Coordinate annotation entries:

Begin

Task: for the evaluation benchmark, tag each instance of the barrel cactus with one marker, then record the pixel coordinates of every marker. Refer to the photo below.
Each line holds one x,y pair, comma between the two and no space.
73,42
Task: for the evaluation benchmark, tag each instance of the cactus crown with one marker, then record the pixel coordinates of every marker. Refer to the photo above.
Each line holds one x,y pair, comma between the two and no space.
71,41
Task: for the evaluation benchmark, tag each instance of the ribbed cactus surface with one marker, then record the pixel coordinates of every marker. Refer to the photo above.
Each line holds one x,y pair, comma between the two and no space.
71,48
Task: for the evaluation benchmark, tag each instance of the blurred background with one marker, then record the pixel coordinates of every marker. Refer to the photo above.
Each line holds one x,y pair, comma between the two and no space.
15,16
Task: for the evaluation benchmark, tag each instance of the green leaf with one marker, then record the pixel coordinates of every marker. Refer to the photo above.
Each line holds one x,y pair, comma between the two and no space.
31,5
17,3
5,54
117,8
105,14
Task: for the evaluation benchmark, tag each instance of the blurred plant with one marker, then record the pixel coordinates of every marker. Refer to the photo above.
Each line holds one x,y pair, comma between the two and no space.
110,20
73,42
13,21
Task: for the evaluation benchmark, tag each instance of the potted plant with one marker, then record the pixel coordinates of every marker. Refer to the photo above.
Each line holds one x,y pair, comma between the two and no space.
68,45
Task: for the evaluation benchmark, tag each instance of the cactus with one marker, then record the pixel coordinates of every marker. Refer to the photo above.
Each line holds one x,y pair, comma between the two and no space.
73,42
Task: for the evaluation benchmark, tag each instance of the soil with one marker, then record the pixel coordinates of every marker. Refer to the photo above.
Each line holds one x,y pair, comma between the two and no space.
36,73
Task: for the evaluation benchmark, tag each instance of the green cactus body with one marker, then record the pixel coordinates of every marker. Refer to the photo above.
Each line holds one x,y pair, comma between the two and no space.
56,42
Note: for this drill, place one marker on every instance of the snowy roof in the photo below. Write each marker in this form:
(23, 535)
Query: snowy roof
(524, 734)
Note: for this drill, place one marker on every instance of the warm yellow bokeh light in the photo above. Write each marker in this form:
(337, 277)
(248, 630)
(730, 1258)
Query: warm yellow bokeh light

End

WHAT YOU WILL DO
Copy out all of the lines once more, substituting "test suite" for every occurrence of "evaluation benchmark" and leaving everything else unchanged.

OUTPUT OF THE EXERCISE
Task: for the test suite, tag each instance of the barrel cactus with one marker, then record the pixel coordinates of every marker. Refer to the photo below.
Each line holds one x,y pair, comma between the two and no space.
73,42
Task: for the test suite, tag each instance of the cactus crown with one marker, then record the pixel coordinates of every marker. Refer to the photo above.
Each line holds one x,y pair, comma between the two and no space.
71,41
Task: for the test suite, tag each instance of the ribbed cactus surface with one marker, then record the pixel coordinates of every marker. Refer to the photo above.
Each line holds one x,y pair, comma between the two and no space.
71,48
Task: for the test suite, tag each instance of the blurred background with one marker, then record the pixel coordinates of every marker. Refer to the photo above.
Each line holds one x,y pair, comma between the two and no space.
15,16
Task: for the test suite, tag each instance of the green leaf with one marker, then record the pixel coordinates of every marker. Refer to the photo above.
Each line holds one x,y pair, comma between the two and no space.
31,5
17,3
5,54
117,8
105,14
Task: for the test suite, tag each instance of the blurred plant with one marker, then record the pixel coordinates of every marker. Refer to the photo above.
Each line holds one x,y pair, comma between the two and no space.
110,20
73,42
13,21
Task: for the test suite, tag each instance of the potted plant with one marker, then record the pixel coordinates of every marker. Refer to the photo above.
Each line holds one x,y pair, comma between the two and no space.
68,45
Task: for the test suite, tag each instance of the cactus with one marker, then record the pixel coordinates of every marker. Refer to the photo above.
Each line holds one x,y pair, comma between the two and no space.
73,42
Task: for the test suite, tag each instance of the soil with one marker, then record the pixel coordinates of every marker. Refer to the photo above.
Each line holds one x,y pair, comma between the two and no space.
36,73
Task: for the test suite, tag each instance of the green cactus body with one marker, then record the pixel coordinates of every marker. Refer to the photo above.
Each line holds one x,y pair, comma between the two and no space.
56,42
Note: for this drill, place one marker on every instance of the snowy roof in the photo below. Write each marker in this form:
(23, 535)
Query: snowy roof
(524, 734)
Note: for this drill, place one marker on every instance of the warm yellow bokeh light in the photo above. Write each marker in this form:
(337, 277)
(248, 630)
(730, 1258)
Query: warm yellow bokeh light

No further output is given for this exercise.